**Source document**
At the end of out garden we have – or had until last week – four trees. All were planted by us and all have taken well to the rather clay-rich soil. There’s a copper beach, an amelanchier, an apple tree (cookers) and until a few days ago, a pretty silver poplar.

The poplar, being soft wood, started to attract great spotted woodpeckers. After a couple of years chiselling into the trunk without much enthusiasm, they decided to press ahead and build No 1, The Poplars. The following year, they hatched and raised a brood, and I recorded their progression from tiny almost inaudible peeps to full-bloodied yelling for food. They ran both parents ragged with their insatiable demands. We were quite pleased when eventually they left the nest and peace was restored.

And so it went, first with an old hole being cleaned out frantically to make the nursery; then another hole was started higher up. Then, two years ago, we had our bienniel pollarding done, and done badly. Without a terminal ‘knuckle’ for the new growth to sprout from the following spring, the tree began to die back. 

By last summer, the foliage was pitiful – the tree was more dead than alive. The leaves were withered and crispy. Before the end of July, they had all blown off. Inevitably the tree had to come down and we arranged to have it done this month.

**Provided data**
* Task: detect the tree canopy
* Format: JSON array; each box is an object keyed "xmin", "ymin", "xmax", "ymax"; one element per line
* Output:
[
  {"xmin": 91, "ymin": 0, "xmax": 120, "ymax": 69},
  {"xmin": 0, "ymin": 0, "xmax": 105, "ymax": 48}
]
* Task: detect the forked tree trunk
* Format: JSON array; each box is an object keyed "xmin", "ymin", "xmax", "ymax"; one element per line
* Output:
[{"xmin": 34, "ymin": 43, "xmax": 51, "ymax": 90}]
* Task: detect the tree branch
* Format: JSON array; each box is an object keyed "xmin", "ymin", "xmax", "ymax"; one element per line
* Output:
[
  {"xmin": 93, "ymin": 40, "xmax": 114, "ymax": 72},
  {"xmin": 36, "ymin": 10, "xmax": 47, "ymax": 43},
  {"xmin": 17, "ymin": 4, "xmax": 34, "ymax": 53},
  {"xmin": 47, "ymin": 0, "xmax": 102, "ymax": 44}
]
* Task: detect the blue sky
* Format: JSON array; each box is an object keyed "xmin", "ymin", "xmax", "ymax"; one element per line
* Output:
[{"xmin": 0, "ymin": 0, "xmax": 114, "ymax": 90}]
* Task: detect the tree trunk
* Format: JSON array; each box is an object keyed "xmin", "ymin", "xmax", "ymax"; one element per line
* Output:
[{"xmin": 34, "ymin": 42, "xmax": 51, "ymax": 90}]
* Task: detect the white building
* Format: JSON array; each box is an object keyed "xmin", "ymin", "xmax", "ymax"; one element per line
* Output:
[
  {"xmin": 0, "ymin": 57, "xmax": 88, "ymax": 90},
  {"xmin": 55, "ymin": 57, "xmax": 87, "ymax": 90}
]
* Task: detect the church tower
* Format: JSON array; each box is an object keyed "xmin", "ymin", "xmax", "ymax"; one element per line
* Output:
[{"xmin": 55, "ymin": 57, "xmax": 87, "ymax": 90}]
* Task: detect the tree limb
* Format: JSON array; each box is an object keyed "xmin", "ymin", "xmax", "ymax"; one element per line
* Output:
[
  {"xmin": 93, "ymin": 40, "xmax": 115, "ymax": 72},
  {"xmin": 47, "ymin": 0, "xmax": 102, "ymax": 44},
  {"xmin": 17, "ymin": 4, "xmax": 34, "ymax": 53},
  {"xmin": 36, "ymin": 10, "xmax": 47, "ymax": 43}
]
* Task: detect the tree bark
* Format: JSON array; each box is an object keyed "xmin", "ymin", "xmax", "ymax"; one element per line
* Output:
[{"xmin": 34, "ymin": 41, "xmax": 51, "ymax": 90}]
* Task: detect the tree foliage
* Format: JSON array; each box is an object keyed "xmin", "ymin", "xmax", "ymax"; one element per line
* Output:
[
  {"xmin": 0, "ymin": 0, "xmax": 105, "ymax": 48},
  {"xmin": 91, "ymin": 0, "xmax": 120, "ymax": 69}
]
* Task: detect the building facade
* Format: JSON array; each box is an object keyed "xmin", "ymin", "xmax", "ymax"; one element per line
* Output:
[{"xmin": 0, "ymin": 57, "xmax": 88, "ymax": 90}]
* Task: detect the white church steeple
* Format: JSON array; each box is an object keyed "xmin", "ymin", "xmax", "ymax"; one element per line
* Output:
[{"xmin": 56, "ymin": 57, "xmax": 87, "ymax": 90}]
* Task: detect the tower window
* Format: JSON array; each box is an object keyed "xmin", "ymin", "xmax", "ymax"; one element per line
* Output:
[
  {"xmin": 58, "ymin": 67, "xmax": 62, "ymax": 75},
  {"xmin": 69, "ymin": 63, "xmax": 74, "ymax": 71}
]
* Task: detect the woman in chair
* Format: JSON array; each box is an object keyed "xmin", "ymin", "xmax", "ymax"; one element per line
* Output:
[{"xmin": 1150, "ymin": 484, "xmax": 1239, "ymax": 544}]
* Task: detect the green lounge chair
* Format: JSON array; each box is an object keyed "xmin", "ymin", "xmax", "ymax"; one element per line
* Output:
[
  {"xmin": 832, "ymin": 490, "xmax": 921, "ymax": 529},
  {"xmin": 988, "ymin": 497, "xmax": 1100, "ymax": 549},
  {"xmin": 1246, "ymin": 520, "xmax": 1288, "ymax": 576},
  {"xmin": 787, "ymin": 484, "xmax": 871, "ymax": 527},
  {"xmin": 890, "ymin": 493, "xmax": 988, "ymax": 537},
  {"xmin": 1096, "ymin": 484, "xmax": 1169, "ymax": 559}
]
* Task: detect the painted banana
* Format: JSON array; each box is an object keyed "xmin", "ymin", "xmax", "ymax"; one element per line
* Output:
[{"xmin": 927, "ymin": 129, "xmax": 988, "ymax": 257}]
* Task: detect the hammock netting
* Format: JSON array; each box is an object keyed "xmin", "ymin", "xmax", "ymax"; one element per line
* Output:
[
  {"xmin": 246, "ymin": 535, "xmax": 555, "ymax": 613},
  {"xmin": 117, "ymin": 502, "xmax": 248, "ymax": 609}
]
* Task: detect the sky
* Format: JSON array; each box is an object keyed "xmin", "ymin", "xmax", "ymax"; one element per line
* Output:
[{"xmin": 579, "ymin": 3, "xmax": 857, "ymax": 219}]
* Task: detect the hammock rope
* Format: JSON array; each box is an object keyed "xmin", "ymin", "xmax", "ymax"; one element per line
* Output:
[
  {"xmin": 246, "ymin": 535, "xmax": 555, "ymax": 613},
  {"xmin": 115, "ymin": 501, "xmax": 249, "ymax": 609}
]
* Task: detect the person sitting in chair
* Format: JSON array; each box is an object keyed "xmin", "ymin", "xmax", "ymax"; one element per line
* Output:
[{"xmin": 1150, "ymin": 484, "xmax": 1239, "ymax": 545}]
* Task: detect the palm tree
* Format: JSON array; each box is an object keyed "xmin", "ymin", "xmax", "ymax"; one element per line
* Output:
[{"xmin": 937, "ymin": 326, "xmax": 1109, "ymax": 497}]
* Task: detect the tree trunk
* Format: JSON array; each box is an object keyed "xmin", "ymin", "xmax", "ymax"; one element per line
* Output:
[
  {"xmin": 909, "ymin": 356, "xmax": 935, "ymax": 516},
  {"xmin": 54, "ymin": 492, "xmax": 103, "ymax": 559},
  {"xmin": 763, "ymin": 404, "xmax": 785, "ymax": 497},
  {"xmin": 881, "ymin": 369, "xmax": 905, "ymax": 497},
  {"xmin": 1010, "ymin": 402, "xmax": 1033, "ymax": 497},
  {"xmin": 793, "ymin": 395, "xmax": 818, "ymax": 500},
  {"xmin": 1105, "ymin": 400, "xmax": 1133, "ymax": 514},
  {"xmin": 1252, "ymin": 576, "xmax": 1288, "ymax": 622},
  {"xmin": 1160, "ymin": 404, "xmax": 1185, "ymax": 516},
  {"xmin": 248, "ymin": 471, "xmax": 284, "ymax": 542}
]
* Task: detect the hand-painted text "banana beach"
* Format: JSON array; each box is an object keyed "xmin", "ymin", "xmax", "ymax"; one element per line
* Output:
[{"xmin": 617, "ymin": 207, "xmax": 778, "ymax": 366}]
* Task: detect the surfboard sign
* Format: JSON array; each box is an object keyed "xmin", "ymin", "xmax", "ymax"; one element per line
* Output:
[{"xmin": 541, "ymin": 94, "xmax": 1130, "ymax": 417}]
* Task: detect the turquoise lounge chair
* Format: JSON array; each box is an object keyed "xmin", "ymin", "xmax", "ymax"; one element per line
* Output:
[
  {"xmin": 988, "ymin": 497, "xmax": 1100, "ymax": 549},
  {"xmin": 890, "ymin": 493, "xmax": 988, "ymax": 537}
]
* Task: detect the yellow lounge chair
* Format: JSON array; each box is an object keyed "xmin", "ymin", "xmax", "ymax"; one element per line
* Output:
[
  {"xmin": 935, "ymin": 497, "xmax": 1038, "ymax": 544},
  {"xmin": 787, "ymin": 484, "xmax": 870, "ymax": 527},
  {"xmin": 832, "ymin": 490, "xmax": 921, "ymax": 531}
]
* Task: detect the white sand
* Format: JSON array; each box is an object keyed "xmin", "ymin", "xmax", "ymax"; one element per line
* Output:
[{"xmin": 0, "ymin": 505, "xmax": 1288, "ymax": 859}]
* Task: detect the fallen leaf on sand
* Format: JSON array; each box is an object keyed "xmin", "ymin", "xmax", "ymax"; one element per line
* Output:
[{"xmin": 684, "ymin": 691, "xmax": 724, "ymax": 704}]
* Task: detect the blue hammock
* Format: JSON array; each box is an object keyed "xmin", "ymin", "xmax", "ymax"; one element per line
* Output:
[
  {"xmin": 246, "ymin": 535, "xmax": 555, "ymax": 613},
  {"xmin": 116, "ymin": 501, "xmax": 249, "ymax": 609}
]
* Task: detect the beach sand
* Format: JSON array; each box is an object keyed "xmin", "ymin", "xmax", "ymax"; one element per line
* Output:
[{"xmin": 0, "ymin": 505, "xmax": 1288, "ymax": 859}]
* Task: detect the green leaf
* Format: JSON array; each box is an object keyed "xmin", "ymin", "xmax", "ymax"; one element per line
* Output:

**Work instructions**
#1 Using the passage about the silver poplar, answer each question briefly:
(a) What kind of apples does the apple tree bear?
(b) Which birds did the poplar begin to attract?
(c) By when last summer had all of the poplar's leaves blown off?
#2 List every tree that the passage about the silver poplar says was planted at the end of the garden.
The entries aren't needed for either task.

**Solutions below**
#1
(a) Cookers.
(b) Great spotted woodpeckers.
(c) Before the end of July.

#2
- Copper beach
- Amelanchier
- Apple tree (cookers)
- Silver poplar